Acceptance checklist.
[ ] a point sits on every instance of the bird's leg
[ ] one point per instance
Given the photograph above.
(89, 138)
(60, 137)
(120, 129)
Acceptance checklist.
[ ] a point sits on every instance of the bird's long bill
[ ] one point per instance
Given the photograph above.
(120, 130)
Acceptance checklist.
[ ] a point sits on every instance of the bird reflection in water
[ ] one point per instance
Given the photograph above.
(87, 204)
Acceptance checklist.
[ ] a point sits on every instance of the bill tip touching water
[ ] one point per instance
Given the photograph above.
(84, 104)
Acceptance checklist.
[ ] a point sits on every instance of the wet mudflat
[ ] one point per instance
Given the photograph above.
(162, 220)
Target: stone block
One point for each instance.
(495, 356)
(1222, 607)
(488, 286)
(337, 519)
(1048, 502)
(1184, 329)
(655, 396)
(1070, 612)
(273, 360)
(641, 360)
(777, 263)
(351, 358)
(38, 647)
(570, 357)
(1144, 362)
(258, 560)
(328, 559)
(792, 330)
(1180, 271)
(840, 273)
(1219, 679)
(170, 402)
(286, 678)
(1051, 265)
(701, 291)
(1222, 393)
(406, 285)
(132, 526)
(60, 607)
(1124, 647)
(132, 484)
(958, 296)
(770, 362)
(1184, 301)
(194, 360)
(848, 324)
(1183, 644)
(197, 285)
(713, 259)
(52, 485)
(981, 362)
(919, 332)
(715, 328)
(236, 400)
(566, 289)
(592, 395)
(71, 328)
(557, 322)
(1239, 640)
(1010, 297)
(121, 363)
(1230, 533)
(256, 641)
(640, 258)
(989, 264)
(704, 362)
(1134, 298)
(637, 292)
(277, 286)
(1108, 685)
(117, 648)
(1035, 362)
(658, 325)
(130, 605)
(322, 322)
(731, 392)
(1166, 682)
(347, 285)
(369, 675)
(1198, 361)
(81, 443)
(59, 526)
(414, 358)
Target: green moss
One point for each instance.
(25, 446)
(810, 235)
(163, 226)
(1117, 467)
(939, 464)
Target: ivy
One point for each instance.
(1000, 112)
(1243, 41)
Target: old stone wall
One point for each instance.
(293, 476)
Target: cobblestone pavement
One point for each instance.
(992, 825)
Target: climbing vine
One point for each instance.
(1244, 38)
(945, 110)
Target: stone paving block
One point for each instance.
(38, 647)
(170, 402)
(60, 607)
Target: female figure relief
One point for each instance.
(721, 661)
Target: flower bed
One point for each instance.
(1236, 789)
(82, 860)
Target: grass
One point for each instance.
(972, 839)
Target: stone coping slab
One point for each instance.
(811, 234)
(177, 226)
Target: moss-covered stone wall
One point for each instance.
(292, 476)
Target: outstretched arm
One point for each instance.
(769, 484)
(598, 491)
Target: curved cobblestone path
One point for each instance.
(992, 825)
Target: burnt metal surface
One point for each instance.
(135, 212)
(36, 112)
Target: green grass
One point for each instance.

------

◆ The request
Copy out every entry above line for line, without changing a word or the order.

◆ Exercise result
Acceptance checklist.
[ ] a point sits on every instance of the bird's leg
[ ] one point per instance
Given the photograph above.
(89, 138)
(60, 137)
(120, 129)
Acceptance checklist.
[ ] a point sits on every instance of the bird's long bill
[ ] one point per instance
Given the photograph above.
(120, 130)
Acceptance checklist.
[ ] a point sits on every instance of the bird reflection in water
[ ] one point per instance
Given the photograph above.
(87, 204)
Acceptance checklist.
[ ] a point sits on every instance of the bill tip touching water
[ ] one point per instance
Given the photograph above.
(84, 104)
Acceptance checklist.
[ ] a point sits on every instance of the wet mudflat
[ ] one point per instance
Given the photograph above.
(162, 220)
Target: stone block
One point for each instance.
(495, 356)
(1222, 607)
(488, 286)
(337, 519)
(1048, 502)
(1184, 329)
(655, 396)
(1070, 612)
(273, 360)
(641, 360)
(777, 263)
(351, 358)
(38, 647)
(570, 357)
(1144, 362)
(258, 560)
(328, 559)
(792, 330)
(1180, 271)
(840, 273)
(1219, 679)
(170, 402)
(286, 678)
(1051, 265)
(701, 291)
(1222, 393)
(406, 285)
(132, 526)
(60, 607)
(1124, 647)
(132, 484)
(958, 296)
(770, 362)
(1184, 301)
(194, 360)
(848, 324)
(1183, 644)
(197, 285)
(713, 259)
(52, 485)
(981, 362)
(919, 332)
(715, 328)
(236, 400)
(566, 289)
(592, 395)
(71, 328)
(557, 322)
(1239, 640)
(1010, 297)
(121, 363)
(1230, 533)
(256, 641)
(640, 258)
(989, 264)
(704, 362)
(1134, 298)
(637, 292)
(277, 286)
(1108, 685)
(117, 648)
(1035, 362)
(658, 325)
(130, 605)
(322, 322)
(731, 392)
(1166, 682)
(347, 285)
(369, 675)
(1198, 361)
(81, 443)
(59, 526)
(414, 358)
Target: green moss
One point for each instance.
(25, 446)
(810, 235)
(163, 226)
(1117, 467)
(939, 464)
Target: ivy
One point for each instance.
(1000, 112)
(1243, 41)
Target: old stone wall
One point for each instance.
(293, 476)
Target: cobblestone pavement
One point for each instance.
(992, 825)
Target: climbing vine
One point for each instance.
(1244, 38)
(945, 110)
Target: stone paving block
One point for each instance.
(38, 647)
(170, 402)
(60, 607)
Target: female figure relief
One point for each instance.
(721, 661)
Target: flower bed
One point for each instance.
(1236, 789)
(82, 860)
Target: grass
One point for each instance.
(972, 839)
Target: stone coping slab
One point for each instance.
(811, 234)
(177, 226)
Target: moss-covered stone wall
One point for each instance.
(292, 476)
Target: outstretched arm
One point for each instance.
(769, 484)
(598, 491)
Target: curved cobblestone path
One point for each instance.
(992, 825)
Target: burnt metal surface
One point for each instance.
(135, 212)
(36, 112)
Target: green grass
One point for each instance.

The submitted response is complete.